YOUR GOAL: Turn the lines starting at the one containing "doorway, it would be much appreciated." and ending at the one containing "[[657,524],[582,509],[577,518],[577,649],[589,702],[656,707]]" into a numbered list. Include both of those lines and omit any blank lines.

____________

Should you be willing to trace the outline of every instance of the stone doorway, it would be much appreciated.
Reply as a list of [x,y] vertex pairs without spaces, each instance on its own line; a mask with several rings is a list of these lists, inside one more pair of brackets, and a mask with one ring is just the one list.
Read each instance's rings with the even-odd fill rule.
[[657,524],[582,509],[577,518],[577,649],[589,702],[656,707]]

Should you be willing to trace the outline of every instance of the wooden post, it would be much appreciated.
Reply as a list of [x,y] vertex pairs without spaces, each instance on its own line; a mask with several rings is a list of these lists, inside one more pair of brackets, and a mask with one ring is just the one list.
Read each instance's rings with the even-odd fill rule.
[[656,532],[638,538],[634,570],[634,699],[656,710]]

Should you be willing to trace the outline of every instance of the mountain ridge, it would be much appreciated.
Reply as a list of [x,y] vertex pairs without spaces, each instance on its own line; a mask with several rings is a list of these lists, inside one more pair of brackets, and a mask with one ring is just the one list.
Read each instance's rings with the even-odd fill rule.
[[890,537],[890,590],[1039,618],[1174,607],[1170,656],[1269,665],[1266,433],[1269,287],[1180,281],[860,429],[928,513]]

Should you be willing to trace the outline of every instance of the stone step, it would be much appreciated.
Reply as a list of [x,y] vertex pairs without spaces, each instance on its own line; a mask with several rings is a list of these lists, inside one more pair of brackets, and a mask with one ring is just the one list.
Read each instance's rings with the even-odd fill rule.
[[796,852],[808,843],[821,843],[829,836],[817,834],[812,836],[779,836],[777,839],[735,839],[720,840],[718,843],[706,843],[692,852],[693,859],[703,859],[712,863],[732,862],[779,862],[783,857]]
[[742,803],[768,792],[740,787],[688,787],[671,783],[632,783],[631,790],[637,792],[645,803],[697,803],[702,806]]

____________

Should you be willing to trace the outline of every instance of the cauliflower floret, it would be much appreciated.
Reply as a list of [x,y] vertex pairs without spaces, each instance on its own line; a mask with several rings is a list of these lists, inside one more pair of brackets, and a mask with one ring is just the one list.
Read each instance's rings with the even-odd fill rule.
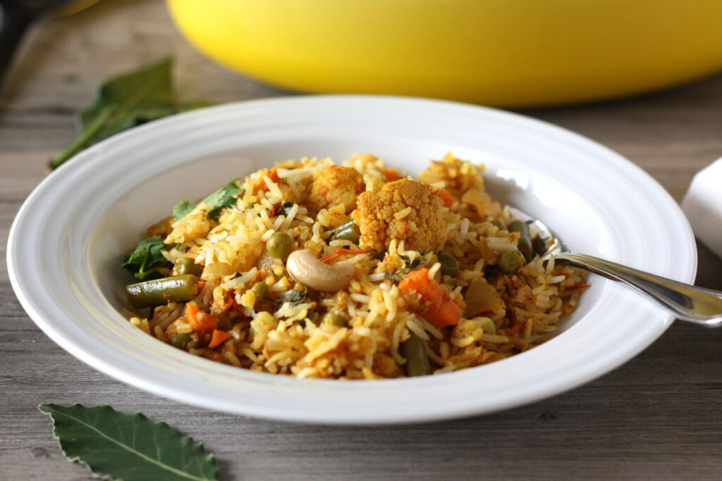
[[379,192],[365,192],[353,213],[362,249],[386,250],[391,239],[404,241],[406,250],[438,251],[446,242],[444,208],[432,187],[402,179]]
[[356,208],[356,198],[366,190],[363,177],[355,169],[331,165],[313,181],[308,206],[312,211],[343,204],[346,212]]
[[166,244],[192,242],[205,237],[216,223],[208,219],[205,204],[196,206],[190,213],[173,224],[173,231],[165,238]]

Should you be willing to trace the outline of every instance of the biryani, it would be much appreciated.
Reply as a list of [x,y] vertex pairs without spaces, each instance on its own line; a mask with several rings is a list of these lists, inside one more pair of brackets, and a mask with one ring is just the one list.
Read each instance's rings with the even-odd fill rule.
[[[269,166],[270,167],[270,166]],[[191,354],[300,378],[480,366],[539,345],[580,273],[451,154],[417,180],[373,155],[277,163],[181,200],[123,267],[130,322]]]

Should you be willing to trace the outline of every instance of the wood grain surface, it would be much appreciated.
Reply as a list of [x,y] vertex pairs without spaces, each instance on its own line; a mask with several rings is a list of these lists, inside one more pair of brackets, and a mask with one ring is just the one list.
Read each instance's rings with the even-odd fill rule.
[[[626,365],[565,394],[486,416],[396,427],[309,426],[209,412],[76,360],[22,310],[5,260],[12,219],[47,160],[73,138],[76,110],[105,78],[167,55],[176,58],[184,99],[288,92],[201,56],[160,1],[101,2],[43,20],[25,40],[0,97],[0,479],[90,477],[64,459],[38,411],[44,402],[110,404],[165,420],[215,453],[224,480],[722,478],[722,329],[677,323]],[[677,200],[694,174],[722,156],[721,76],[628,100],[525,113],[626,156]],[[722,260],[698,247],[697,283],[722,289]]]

____________

TASK OUTPUT:
1. Should you be willing to trace the outline of every instance of the stone doorway, it would be much appreciated.
2. Reply as a list of [x,y] vertex pairs without spaces, each instance on its own line; a mask with several rings is a list of these lists, inside one more pair of brackets, and a mask with one ring is just the one list.
3. Read each instance's rings with the even-odd fill rule.
4. [[657,524],[582,509],[577,518],[577,649],[589,702],[656,707]]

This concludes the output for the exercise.